# [Selected extract]
——————

Rep. MARCHBANKS moved to reconsider the vote whereby the following Bill was given a third reading, which was agreed to.
S. 879 -- Senators Martin and Alexander: A BILL TO AMEND SECTION 7-7-450, CODE OF LAWS OF SOUTH CAROLINA, 1976, RELATING TO THE VOTING PRECINCTS FOR PICKENS COUNTY, SO AS TO CONSOLIDATE THE UNIVERSITY PRECINCT AND THE FORT HILL PRECINCT IN PICKENS COUNTY INTO A SINGLE PRECINCT ENTITLED THE "FORT HILL" PRECINCT.
Rep. MARCHBANKS, with unanimous consent, proposed the following Amendment No. 1 (Doc Name P:\amend\PT\2152DW.96), which was adopted.
Amend the bill, as and if amended, SECTION 2, beginning on Page 3, Line 43, after /document/ by deleting /P-/ and on Page 4, Line 1, by deleting /77-93/ and inserting /P-7796/.
Amend title to conform.
The Bill, as amended, was read the third time, and ordered returned to the Senate with amendments.
The following Bill was taken up.
H. 4397 -- Reps. Wilkins, Huff, Sharpe, H. Brown, D. Smith, Cato, Townsend, Haskins, J. Brown, Littlejohn, Herdklotz, Hutson, J. Young, Jennings, Simrill, Bailey, Harrell, Allison, Law, Walker, Gamble and Richardson: A BILL ENACTING THE ECONOMIC DEVELOPMENT INDUSTRIAL CLUSTER ACT OF 1996, BY AMENDING THE CODE OF LAWS OF SOUTH CAROLINA, 1976, BY ADDING SECTIONS 12-6-3480, 38-7-190, AND 12-10-45 SO AS TO ALLOW CERTAIN INCOME TAX CREDITS TO BE APPLIED AGAINST INSURANCE PREMIUM TAX LIABILITIES AND VICE VERSA AND TO PROVIDE FOR THE DESIGNATION OF ADDITIONAL ENTERPRISE ZONES IN THE CASE OF PROJECTS OF QUALIFYING TIRE MANUFACTURERS; TO AMEND SECTION 12-6-3360, AS AMENDED, RELATING TO THE TARGETED JOBS TAX CREDIT, SO AS TO EXTEND THE TAX CREDIT CARRY FORWARD PERIOD FROM TEN TO FIFTEEN YEARS; TO AMEND SECTION 12-10-70,
The Ways and Means Committee proposed the following Amendment No. 1 (Doc Name P:\amend\GJK\22199HTC.96), which was adopted.

——————

# [Explore the material]
1 > Rewrite the stretch of the journal excerpt from "Amend the bill, as" through "was taken up.", replacing "Senate" with "House of Representatives".
2 > According to the journal excerpt, which two Pickens County precincts does S. 879 combine into one?

# [Given data]
——————

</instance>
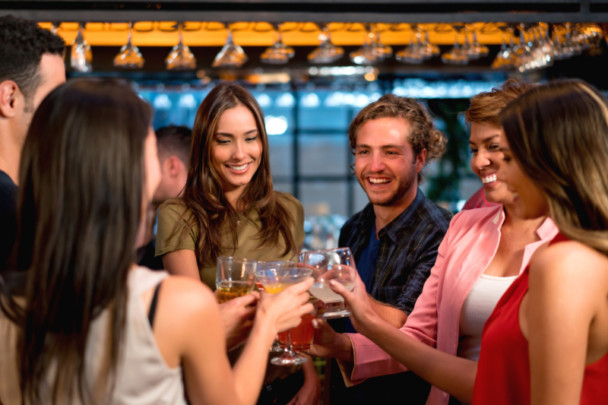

——————

# [Per-task answers]
1 >
Amend the bill, as and if amended, SECTION 2, beginning on Page 3, Line 43, after /document/ by deleting /P-/ and on Page 4, Line 1, by deleting /77-93/ and inserting /P-7796/.
Amend title to conform.
The Bill, as amended, was read the third time, and ordered returned to the House of Representatives with amendments.
The following Bill was taken up.

2 > The University precinct and the Fort Hill precinct.